### WHAT IS EXPECTED
Here the requirement is to repeat every record exactly, in full.
BEGIN DATA PROVIDED
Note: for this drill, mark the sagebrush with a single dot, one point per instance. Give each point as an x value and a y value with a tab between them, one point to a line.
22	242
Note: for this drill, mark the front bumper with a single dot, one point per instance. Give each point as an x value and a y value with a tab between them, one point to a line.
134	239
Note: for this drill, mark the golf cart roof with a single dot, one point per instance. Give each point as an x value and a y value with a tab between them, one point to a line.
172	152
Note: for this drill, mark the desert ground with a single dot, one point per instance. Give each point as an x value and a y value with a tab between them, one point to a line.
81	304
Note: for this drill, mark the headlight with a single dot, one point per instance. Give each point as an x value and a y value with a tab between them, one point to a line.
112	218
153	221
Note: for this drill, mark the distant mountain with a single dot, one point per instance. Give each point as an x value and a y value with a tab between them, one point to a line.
END DATA PROVIDED
### WRITTEN RESPONSE
Note: for this drill, mark the sagebrush with a single dot, one point per instance. Give each point as an x value and a y value with a tab between them, one point to a line.
22	242
Note: for this drill, mark the front bumper with a single dot, one point per instance. Give each point as an x value and a y value with a tab between them, one point to a line.
134	239
Note: for this drill, mark the golf cart roof with a single dot, one point per instance. Give each point as an x value and a y value with a tab between them, one point to a line.
172	152
Note: for this drill, mark the desert ground with a single dot, one point per instance. Give each point as an x value and a y value with a tab between them, one point to a line.
81	304
Note: for this drill, mark the headlight with a single dot, one point per instance. Give each point as an x value and a y value with a tab between them, one point to a line.
112	218
153	221
Note: for this drill, mark the distant mountain with a single dot, one point per instance. Give each point as an x value and a y value with a tab between them, one point to a line.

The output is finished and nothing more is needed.